▶ [WHAT TO WORK ON] Can you rewrite every item below with "glass dish" swapped for "glass bowl" and nothing else changed?

[Stored data]
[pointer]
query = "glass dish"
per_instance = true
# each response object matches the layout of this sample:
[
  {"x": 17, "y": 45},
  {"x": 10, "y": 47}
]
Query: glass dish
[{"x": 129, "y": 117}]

▶ [EXERCISE OUTPUT]
[pointer]
query = "glass bowl"
per_instance = true
# each response object matches the layout of this sample:
[
  {"x": 17, "y": 45},
  {"x": 10, "y": 47}
]
Query: glass bowl
[{"x": 129, "y": 117}]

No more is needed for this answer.